Excerpts from segmentation records:

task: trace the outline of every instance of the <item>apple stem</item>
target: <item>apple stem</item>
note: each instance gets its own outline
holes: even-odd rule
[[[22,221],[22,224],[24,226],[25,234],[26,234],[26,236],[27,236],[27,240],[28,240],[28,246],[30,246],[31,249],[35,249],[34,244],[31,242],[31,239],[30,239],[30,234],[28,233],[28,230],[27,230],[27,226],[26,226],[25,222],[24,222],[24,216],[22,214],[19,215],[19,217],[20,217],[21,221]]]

▶ [Task goal]:
Return every line of the records above unchanged, character for character.

▶ [Solved exercise]:
task: trace the outline of every instance of the <item>apple stem</item>
target: <item>apple stem</item>
note: each instance gets its own outline
holes: even-odd rule
[[[22,221],[22,224],[24,226],[25,234],[26,234],[26,236],[27,236],[27,240],[28,240],[28,246],[30,246],[31,249],[35,249],[34,244],[31,242],[31,239],[30,239],[30,234],[28,233],[28,230],[27,230],[27,226],[26,226],[25,222],[24,222],[24,216],[22,214],[19,215],[19,217],[20,217],[21,221]]]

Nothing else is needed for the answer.